◆ Required task ◆
Reproduce the records that follow in full, excluding any picture they contain.

◆ Information given ◆
--- start ---
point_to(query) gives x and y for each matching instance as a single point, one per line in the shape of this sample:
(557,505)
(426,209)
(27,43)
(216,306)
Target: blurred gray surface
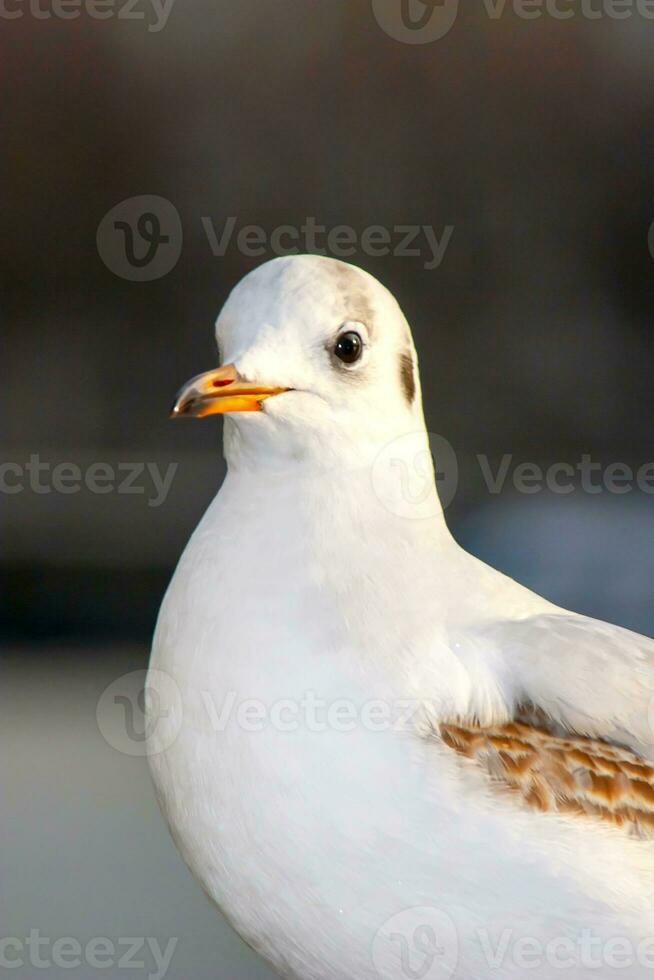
(85,852)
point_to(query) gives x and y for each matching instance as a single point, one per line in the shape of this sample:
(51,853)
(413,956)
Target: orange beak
(219,391)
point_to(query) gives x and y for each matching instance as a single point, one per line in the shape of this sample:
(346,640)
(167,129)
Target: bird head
(318,362)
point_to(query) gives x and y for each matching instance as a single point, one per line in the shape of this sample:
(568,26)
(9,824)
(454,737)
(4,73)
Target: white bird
(379,756)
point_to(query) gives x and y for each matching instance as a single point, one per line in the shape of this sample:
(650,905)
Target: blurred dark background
(533,139)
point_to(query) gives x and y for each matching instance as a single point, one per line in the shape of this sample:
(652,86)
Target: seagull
(379,756)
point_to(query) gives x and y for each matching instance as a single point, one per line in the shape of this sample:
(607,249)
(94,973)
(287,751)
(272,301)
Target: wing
(581,731)
(587,676)
(574,776)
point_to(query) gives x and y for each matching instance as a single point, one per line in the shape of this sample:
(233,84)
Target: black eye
(348,347)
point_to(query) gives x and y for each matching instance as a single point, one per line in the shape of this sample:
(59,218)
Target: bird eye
(348,347)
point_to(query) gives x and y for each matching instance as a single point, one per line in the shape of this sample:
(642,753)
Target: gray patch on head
(354,290)
(407,376)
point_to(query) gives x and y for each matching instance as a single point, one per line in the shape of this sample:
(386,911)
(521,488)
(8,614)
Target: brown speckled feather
(562,773)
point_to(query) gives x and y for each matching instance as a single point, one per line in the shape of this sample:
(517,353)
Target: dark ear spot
(406,377)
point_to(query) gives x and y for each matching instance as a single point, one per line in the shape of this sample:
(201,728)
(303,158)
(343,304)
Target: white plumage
(313,828)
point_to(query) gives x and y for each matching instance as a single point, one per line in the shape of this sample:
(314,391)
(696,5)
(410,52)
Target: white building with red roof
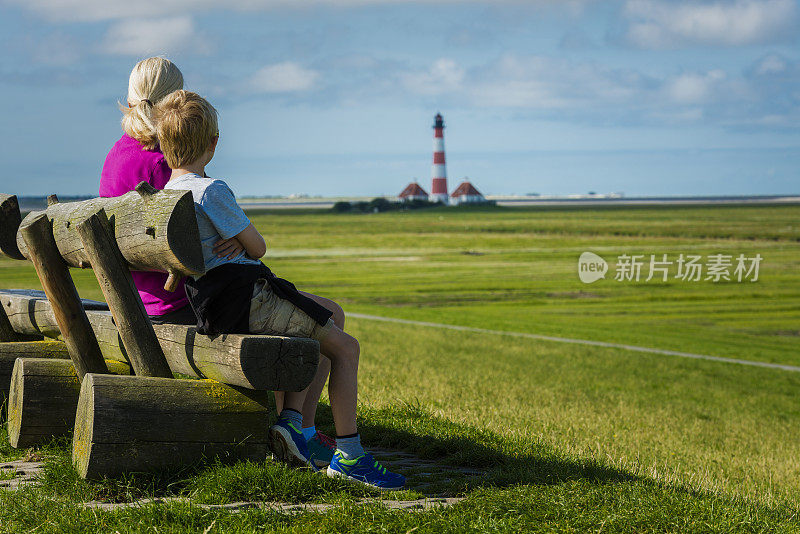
(466,193)
(413,191)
--- end ---
◆ The answer ◆
point_to(query) gives x and y for each matching instance as a single point, one per line in the shape of this sample:
(557,505)
(426,209)
(27,43)
(216,306)
Target: blurred gray surface
(85,852)
point_to(query) gives x and y for each matching instance as a single point, one per line in the shape of this sample:
(51,853)
(413,956)
Target: orange beak
(219,391)
point_to(query) gives x and y for each matching instance as a single point, one per line in the shape of this sample:
(346,640)
(167,129)
Target: bird head
(318,362)
point_to(query) gives x and y for each matching instance as a single point, one per line in the shape of this sample:
(568,26)
(9,824)
(454,737)
(4,73)
Target: white bird
(379,756)
point_to(query) gives x and y for each matching instance as a single point, one per line in the shape of this sample:
(650,905)
Target: blurred dark background
(533,139)
point_to(query) gives x and y for each matching instance as a single point, one per line in the shape of this sample:
(652,86)
Target: seagull
(379,756)
point_to(query) gives x and y for each matching instance as a single point, one per line in the shape of this sample:
(607,249)
(94,973)
(287,751)
(272,301)
Target: wing
(581,731)
(587,676)
(574,776)
point_to(query) gives x and y for each matching instance as a single point, one per line in the shape of this sample:
(233,84)
Target: black eye
(348,347)
point_to(query) gives x and y for each matching instance as a single point, one per line in the shape of this sample:
(59,218)
Target: bird eye
(348,347)
point_to(query) gives x and y for each matching instance as a single point, one per line in the shape of this sample:
(642,753)
Target: gray patch on head
(354,290)
(407,376)
point_to(query) gives x and y for each matching instance as a single point, one per line in the shape of this sample:
(386,911)
(521,488)
(8,614)
Target: brown speckled feather
(562,773)
point_to(query) gives x and y for each matching instance as a single point, one per line in the shape of this sample:
(517,353)
Target: dark ear spot
(406,377)
point_to(query) gives x and y for each matching instance as a single point, one per line in the shape of this sample:
(201,728)
(303,158)
(343,304)
Target: white plumage
(313,828)
point_to(query) gives x and y for each matching instance as a single point, one per line in the shape of this sample:
(314,391)
(696,5)
(410,52)
Target: white building with red roof
(466,193)
(413,191)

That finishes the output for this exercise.